(Picture annotation records)

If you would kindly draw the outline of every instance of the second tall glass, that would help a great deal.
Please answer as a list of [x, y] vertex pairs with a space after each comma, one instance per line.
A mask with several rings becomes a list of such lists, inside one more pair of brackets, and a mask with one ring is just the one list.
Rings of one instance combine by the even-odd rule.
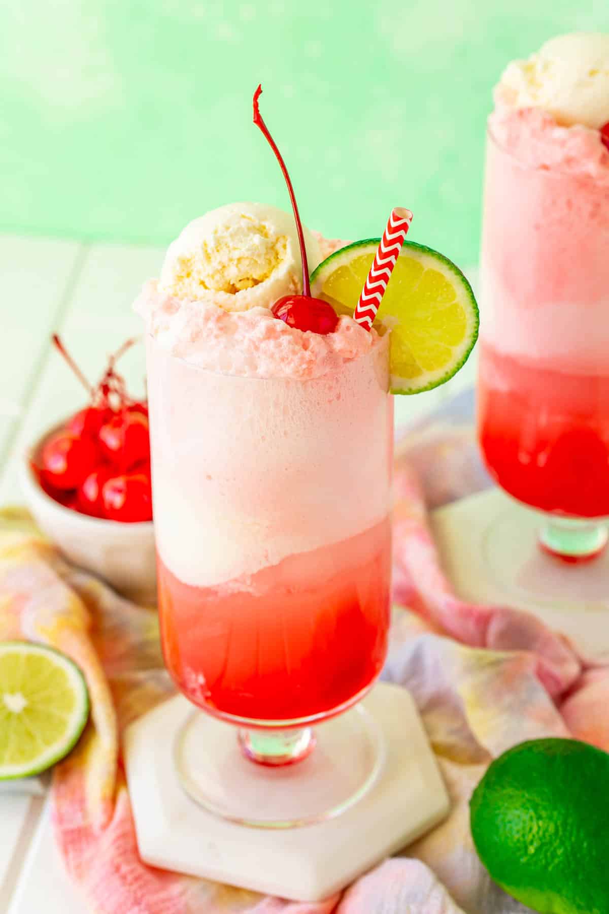
[[597, 555], [609, 517], [609, 184], [523, 164], [488, 133], [478, 433], [541, 542]]

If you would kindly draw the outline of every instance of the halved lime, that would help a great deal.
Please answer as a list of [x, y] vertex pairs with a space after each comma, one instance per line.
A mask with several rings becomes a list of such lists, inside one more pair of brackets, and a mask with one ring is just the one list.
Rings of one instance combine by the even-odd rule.
[[0, 642], [0, 781], [59, 761], [88, 717], [87, 686], [68, 657], [42, 644]]
[[[311, 294], [352, 314], [380, 239], [355, 241], [323, 260]], [[416, 394], [444, 384], [466, 362], [478, 338], [478, 312], [469, 282], [436, 250], [406, 241], [375, 325], [391, 328], [391, 390]]]

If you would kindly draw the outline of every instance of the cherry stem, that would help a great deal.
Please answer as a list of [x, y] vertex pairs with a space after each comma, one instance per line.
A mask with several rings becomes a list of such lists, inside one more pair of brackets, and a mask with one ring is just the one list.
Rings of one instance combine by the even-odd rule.
[[76, 364], [76, 362], [74, 361], [74, 359], [72, 358], [72, 356], [69, 355], [69, 353], [68, 352], [68, 350], [64, 346], [64, 345], [61, 342], [61, 340], [59, 339], [59, 336], [58, 335], [58, 334], [53, 334], [53, 335], [51, 336], [51, 339], [53, 341], [53, 345], [56, 346], [57, 349], [59, 350], [59, 352], [61, 353], [61, 355], [63, 356], [63, 357], [66, 359], [66, 361], [68, 362], [68, 366], [70, 367], [70, 368], [72, 369], [72, 371], [74, 372], [74, 374], [76, 375], [76, 377], [79, 378], [79, 380], [80, 381], [80, 383], [82, 384], [82, 386], [84, 388], [86, 388], [86, 389], [87, 389], [88, 393], [89, 394], [89, 396], [92, 397], [93, 394], [95, 393], [94, 388], [91, 387], [91, 385], [89, 383], [89, 381], [87, 380], [87, 378], [83, 375], [83, 373], [80, 370], [80, 368], [78, 367], [78, 365]]
[[258, 107], [258, 99], [262, 95], [262, 86], [258, 85], [258, 88], [254, 92], [254, 123], [257, 127], [259, 127], [264, 135], [266, 136], [268, 143], [275, 153], [277, 159], [281, 166], [281, 171], [283, 172], [283, 176], [286, 179], [286, 184], [288, 185], [288, 193], [289, 194], [289, 199], [292, 204], [292, 210], [294, 211], [294, 220], [296, 222], [296, 230], [299, 233], [299, 244], [300, 245], [300, 258], [302, 260], [302, 292], [305, 295], [310, 298], [310, 282], [309, 281], [309, 263], [307, 262], [307, 249], [304, 243], [304, 232], [302, 231], [302, 222], [300, 221], [300, 216], [299, 214], [299, 207], [296, 203], [296, 197], [294, 196], [294, 188], [292, 187], [292, 182], [289, 179], [289, 175], [288, 174], [288, 168], [286, 167], [286, 163], [283, 161], [283, 156], [277, 147], [275, 140], [270, 135], [268, 127], [264, 122], [262, 115], [260, 114], [260, 109]]
[[116, 363], [119, 361], [120, 358], [121, 358], [125, 355], [127, 350], [131, 349], [131, 347], [132, 345], [135, 345], [136, 343], [139, 343], [139, 341], [140, 341], [139, 336], [130, 336], [128, 340], [125, 340], [122, 345], [119, 346], [116, 352], [110, 356], [109, 361], [110, 361], [110, 370], [113, 370]]

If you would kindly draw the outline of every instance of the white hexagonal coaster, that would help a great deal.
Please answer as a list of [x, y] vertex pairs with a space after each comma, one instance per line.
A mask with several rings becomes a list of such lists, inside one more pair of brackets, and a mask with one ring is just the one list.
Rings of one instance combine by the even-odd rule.
[[[186, 794], [173, 761], [177, 733], [193, 710], [184, 697], [172, 698], [137, 720], [127, 729], [124, 752], [142, 860], [285, 898], [319, 901], [406, 846], [445, 817], [448, 796], [408, 692], [381, 683], [362, 705], [384, 744], [377, 780], [336, 818], [278, 831], [228, 822]], [[290, 768], [291, 793], [299, 789], [299, 765]], [[257, 771], [268, 779], [278, 773], [262, 766]]]

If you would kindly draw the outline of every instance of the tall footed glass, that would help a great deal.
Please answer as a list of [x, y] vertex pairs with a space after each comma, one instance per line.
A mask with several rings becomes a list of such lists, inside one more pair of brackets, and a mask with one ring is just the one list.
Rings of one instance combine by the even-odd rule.
[[[176, 766], [231, 820], [335, 815], [378, 773], [374, 723], [348, 709], [386, 653], [388, 352], [385, 337], [320, 377], [261, 378], [202, 369], [148, 338], [162, 643], [200, 709]], [[264, 797], [259, 765], [278, 771]]]
[[[489, 133], [479, 442], [497, 483], [543, 513], [542, 548], [568, 562], [594, 558], [607, 541], [608, 253], [606, 175], [532, 167]], [[514, 514], [490, 531], [497, 568], [522, 550], [519, 523]]]

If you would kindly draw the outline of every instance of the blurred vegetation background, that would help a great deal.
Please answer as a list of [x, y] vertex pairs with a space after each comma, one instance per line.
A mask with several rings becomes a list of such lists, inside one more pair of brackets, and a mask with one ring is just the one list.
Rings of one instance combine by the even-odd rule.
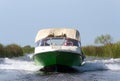
[[113, 38], [109, 35], [101, 35], [96, 37], [96, 46], [82, 47], [83, 53], [87, 56], [120, 58], [120, 42], [112, 43]]
[[23, 56], [24, 54], [33, 53], [34, 47], [31, 47], [29, 45], [21, 47], [17, 44], [10, 44], [7, 46], [4, 46], [0, 44], [0, 57], [18, 57]]
[[[120, 42], [112, 43], [113, 38], [109, 35], [100, 35], [95, 38], [95, 44], [83, 46], [82, 51], [86, 56], [120, 58]], [[34, 47], [26, 45], [21, 47], [17, 44], [4, 46], [0, 44], [0, 57], [18, 57], [34, 53]]]

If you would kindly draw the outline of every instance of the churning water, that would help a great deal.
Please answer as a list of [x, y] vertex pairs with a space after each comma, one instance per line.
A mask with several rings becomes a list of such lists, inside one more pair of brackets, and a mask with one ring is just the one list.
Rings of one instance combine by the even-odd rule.
[[88, 57], [78, 72], [42, 73], [31, 56], [0, 58], [0, 81], [120, 81], [120, 59]]

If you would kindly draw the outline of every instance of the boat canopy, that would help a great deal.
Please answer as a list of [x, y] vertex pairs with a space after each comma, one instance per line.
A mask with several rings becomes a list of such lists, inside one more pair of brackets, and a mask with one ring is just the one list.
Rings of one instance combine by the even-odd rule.
[[79, 31], [71, 28], [48, 28], [39, 30], [35, 42], [47, 37], [66, 37], [80, 41]]

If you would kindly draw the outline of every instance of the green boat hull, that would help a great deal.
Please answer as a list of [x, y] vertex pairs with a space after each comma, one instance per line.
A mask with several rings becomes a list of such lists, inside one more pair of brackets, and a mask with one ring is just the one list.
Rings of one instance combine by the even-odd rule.
[[36, 65], [39, 66], [79, 66], [82, 63], [82, 57], [80, 54], [64, 51], [50, 51], [38, 53], [33, 56]]

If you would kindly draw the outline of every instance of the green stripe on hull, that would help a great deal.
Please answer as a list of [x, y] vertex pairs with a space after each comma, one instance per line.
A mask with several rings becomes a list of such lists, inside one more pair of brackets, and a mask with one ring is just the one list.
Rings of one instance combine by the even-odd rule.
[[34, 55], [35, 63], [40, 66], [64, 65], [78, 66], [81, 65], [82, 59], [79, 54], [63, 51], [43, 52]]

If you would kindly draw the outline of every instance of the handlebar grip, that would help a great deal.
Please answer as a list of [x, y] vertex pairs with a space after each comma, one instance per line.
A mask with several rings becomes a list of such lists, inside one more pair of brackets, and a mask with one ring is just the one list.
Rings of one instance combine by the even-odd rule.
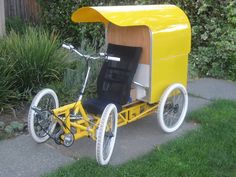
[[69, 45], [66, 45], [66, 44], [62, 44], [62, 47], [65, 48], [65, 49], [68, 49], [68, 50], [71, 49], [70, 46], [69, 46]]
[[111, 56], [107, 56], [108, 60], [112, 60], [112, 61], [120, 61], [119, 57], [111, 57]]

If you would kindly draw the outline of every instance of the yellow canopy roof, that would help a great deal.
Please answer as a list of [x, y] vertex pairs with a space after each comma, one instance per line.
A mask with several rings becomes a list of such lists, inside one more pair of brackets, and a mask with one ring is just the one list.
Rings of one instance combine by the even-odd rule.
[[183, 30], [190, 26], [185, 13], [174, 5], [82, 7], [72, 14], [71, 19], [74, 22], [111, 22], [118, 26], [144, 25], [152, 32]]

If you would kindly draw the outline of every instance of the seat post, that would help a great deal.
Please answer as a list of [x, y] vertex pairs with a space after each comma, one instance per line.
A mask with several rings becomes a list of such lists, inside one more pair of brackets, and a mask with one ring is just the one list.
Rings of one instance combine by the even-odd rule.
[[88, 66], [87, 73], [86, 73], [86, 77], [85, 77], [85, 80], [84, 80], [82, 89], [81, 89], [81, 91], [80, 91], [80, 95], [79, 95], [78, 101], [81, 101], [82, 98], [83, 98], [84, 90], [85, 90], [85, 88], [86, 88], [86, 86], [87, 86], [87, 83], [88, 83], [88, 78], [89, 78], [89, 74], [90, 74], [90, 69], [91, 69], [91, 67]]

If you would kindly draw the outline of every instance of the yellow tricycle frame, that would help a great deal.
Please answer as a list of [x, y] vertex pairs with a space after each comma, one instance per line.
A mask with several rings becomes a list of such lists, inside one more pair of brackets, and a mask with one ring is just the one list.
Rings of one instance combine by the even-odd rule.
[[[118, 114], [118, 127], [134, 122], [156, 111], [157, 104], [150, 105], [145, 102], [137, 101], [123, 106]], [[71, 113], [78, 115], [79, 120], [72, 121]], [[53, 110], [54, 120], [59, 124], [64, 122], [63, 132], [70, 133], [73, 127], [76, 131], [74, 139], [78, 140], [83, 137], [91, 137], [96, 140], [96, 130], [100, 123], [100, 117], [96, 115], [88, 115], [83, 108], [81, 101], [71, 103]], [[64, 138], [63, 135], [61, 137]]]
[[[54, 122], [59, 123], [60, 129], [54, 131], [51, 128], [52, 132], [44, 131], [44, 133], [53, 138], [56, 143], [67, 147], [71, 146], [74, 140], [91, 137], [97, 141], [97, 161], [105, 165], [113, 151], [117, 127], [142, 119], [158, 111], [161, 128], [168, 133], [177, 130], [184, 121], [188, 105], [188, 95], [185, 87], [187, 84], [188, 55], [191, 48], [191, 26], [185, 13], [174, 5], [82, 7], [72, 14], [71, 19], [76, 23], [101, 22], [105, 26], [106, 44], [139, 48], [142, 51], [142, 53], [140, 52], [138, 66], [136, 65], [137, 69], [135, 68], [134, 78], [132, 75], [134, 88], [136, 89], [132, 93], [135, 96], [131, 96], [129, 100], [132, 101], [127, 104], [124, 103], [126, 105], [119, 104], [116, 106], [115, 103], [106, 105], [103, 112], [99, 112], [99, 115], [87, 112], [83, 107], [82, 96], [91, 69], [88, 66], [78, 101], [55, 108], [58, 107], [59, 103], [55, 92], [52, 90], [41, 92], [32, 101], [32, 105], [37, 106], [38, 98], [42, 93], [50, 93], [57, 100], [57, 104], [54, 106], [55, 109], [50, 110], [49, 118], [52, 118], [52, 124]], [[80, 56], [88, 57], [74, 49], [72, 45], [63, 45], [64, 48], [72, 50]], [[121, 53], [125, 54], [123, 50]], [[105, 54], [104, 56], [107, 57], [106, 59], [108, 57], [117, 59], [116, 56]], [[92, 58], [89, 57], [86, 59]], [[130, 93], [130, 95], [132, 94]], [[173, 101], [178, 95], [180, 95], [179, 98], [182, 104]], [[169, 101], [170, 98], [173, 98], [173, 100]], [[118, 108], [119, 112], [117, 113]], [[167, 123], [164, 122], [166, 109], [167, 114], [180, 113], [177, 115], [177, 121], [173, 123], [174, 126], [168, 127]], [[32, 120], [37, 115], [39, 117], [44, 116], [40, 108], [31, 106], [29, 113], [30, 130], [34, 127], [34, 121]], [[114, 120], [113, 130], [111, 131], [108, 125], [110, 118], [112, 121]], [[36, 123], [43, 129], [40, 123]], [[55, 129], [57, 125], [53, 124], [52, 126]], [[41, 138], [42, 141], [38, 139], [34, 129], [32, 132], [37, 142], [46, 140], [46, 138]], [[108, 156], [106, 155], [107, 152], [103, 152], [104, 139], [107, 137], [112, 142], [112, 145], [109, 144]]]

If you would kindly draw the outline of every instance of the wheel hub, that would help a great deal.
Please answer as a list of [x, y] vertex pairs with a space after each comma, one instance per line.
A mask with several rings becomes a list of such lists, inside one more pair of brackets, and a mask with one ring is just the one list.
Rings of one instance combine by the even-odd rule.
[[173, 111], [174, 111], [175, 114], [179, 111], [179, 104], [176, 104], [176, 105], [173, 107]]

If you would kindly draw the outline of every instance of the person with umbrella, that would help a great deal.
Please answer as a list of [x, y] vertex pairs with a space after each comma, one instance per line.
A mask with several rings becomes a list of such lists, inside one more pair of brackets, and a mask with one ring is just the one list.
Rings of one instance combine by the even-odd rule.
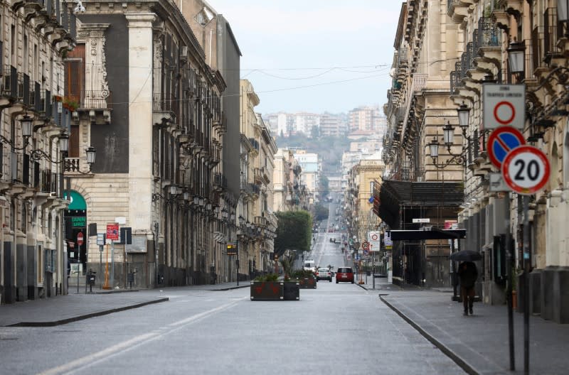
[[450, 256], [452, 261], [462, 261], [458, 266], [458, 277], [460, 281], [460, 295], [464, 308], [464, 315], [472, 315], [474, 303], [474, 284], [478, 278], [478, 269], [472, 261], [482, 259], [480, 253], [472, 250], [463, 250]]
[[462, 297], [462, 305], [464, 308], [464, 315], [469, 312], [472, 315], [472, 305], [474, 303], [474, 283], [478, 278], [478, 270], [476, 264], [472, 261], [461, 263], [458, 267], [458, 277], [460, 280], [460, 295]]

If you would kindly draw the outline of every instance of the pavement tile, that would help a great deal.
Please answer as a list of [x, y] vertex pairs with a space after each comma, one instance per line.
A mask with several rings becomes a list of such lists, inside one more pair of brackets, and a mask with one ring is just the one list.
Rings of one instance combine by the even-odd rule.
[[[239, 284], [238, 287], [235, 283], [226, 283], [175, 287], [173, 289], [184, 288], [191, 290], [228, 290], [249, 287], [247, 281], [240, 282]], [[70, 293], [66, 295], [2, 305], [0, 306], [0, 327], [59, 325], [151, 303], [165, 302], [168, 298], [160, 293], [169, 289], [171, 288], [102, 290], [97, 288], [93, 288], [92, 293], [85, 294], [82, 293], [85, 290], [83, 288], [80, 288], [80, 293], [76, 293], [75, 288], [70, 288]]]
[[[474, 304], [474, 315], [463, 316], [452, 294], [429, 290], [393, 290], [381, 298], [470, 374], [523, 372], [523, 315], [514, 312], [516, 371], [509, 371], [508, 320], [505, 305]], [[539, 317], [530, 319], [530, 373], [567, 374], [569, 325]]]

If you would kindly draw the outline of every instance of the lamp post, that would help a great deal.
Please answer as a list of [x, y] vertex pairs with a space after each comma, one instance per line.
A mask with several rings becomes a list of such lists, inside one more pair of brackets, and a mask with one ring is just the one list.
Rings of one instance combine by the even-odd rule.
[[[557, 19], [563, 23], [569, 22], [569, 0], [557, 0]], [[568, 30], [565, 29], [563, 36], [567, 38], [569, 36], [568, 34]]]
[[524, 54], [526, 45], [521, 42], [511, 42], [508, 48], [508, 63], [510, 67], [510, 72], [516, 75], [519, 80], [521, 78], [521, 75], [524, 70]]

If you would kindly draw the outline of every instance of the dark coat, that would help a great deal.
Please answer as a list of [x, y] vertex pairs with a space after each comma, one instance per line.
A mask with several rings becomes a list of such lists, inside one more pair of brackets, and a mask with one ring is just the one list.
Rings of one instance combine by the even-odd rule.
[[476, 264], [470, 261], [461, 263], [458, 266], [458, 277], [461, 286], [469, 288], [474, 287], [476, 279], [478, 278]]

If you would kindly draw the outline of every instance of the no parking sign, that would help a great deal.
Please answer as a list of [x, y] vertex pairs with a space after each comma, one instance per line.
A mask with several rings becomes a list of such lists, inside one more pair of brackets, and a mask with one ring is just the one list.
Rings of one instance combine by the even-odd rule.
[[526, 89], [523, 85], [482, 85], [484, 127], [512, 126], [523, 129], [526, 122]]

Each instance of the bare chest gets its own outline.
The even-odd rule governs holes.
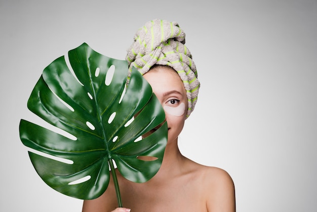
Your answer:
[[[206,198],[196,184],[185,181],[132,183],[122,191],[123,203],[133,212],[207,211]]]

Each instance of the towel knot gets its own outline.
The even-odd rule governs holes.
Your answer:
[[[142,75],[155,64],[174,68],[186,90],[188,117],[197,101],[200,83],[190,52],[184,45],[185,37],[185,32],[175,22],[159,19],[149,21],[137,31],[126,59],[129,65],[128,82],[132,66]]]

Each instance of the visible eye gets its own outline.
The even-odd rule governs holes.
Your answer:
[[[168,101],[168,103],[169,103],[170,104],[175,104],[178,102],[179,102],[179,100],[176,99],[173,99]]]

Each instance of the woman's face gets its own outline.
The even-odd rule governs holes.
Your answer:
[[[186,90],[178,74],[158,66],[143,75],[162,105],[168,124],[168,144],[176,140],[184,126],[188,109]]]

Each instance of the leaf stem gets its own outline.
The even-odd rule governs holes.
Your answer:
[[[119,189],[119,184],[118,183],[118,180],[116,178],[115,170],[114,170],[113,162],[112,162],[112,159],[111,158],[109,159],[108,161],[109,162],[110,168],[111,170],[112,179],[113,180],[113,184],[114,184],[114,188],[115,189],[115,194],[116,194],[116,200],[118,202],[118,206],[119,207],[122,207],[122,201],[121,201],[121,195],[120,195],[120,190]]]

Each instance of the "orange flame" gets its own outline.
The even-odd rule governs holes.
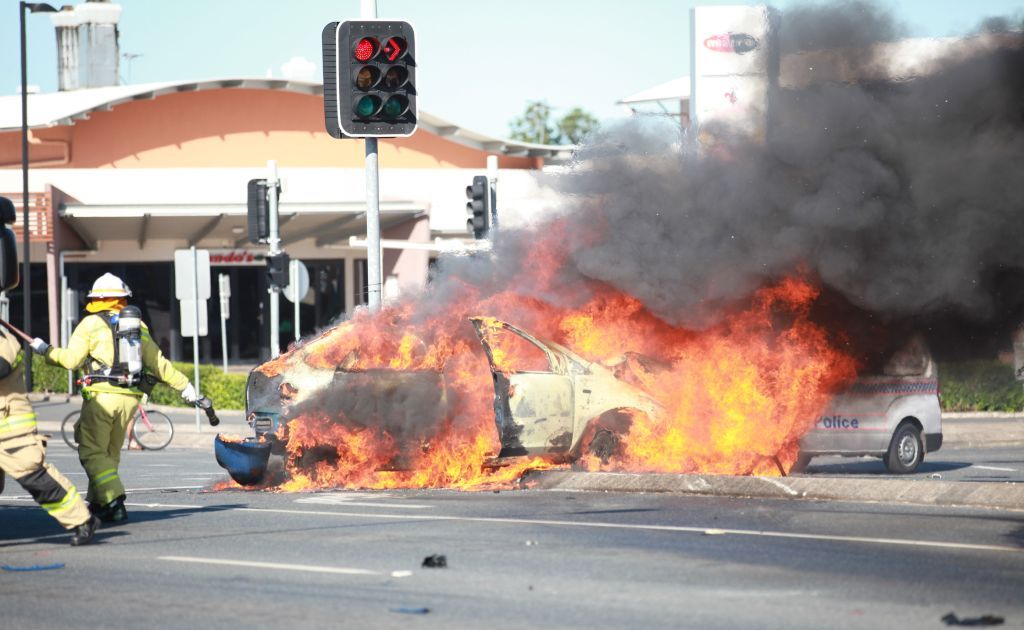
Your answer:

Given request: Repeat the lines of the records starting with the line that contains "grip, that would help a great deal." and going on through the line that contains "57], [111, 57]]", leaving out the pictures.

Full response:
If you would kindly draw the outline of every instance of the handlebar grip, that would help a great deal.
Please answer as a list of [x, y] vertex pairs with a space after each comma, one instance per line.
A mask with several rings becomes a list of such lists, inside one more pair of brackets, and a mask with one ring is just the one list.
Rings of one instance combine by the even-odd rule.
[[69, 45], [66, 45], [66, 44], [62, 44], [62, 47], [65, 48], [65, 49], [68, 49], [68, 50], [71, 49], [70, 46], [69, 46]]
[[111, 56], [107, 56], [108, 60], [112, 60], [112, 61], [120, 61], [119, 57], [111, 57]]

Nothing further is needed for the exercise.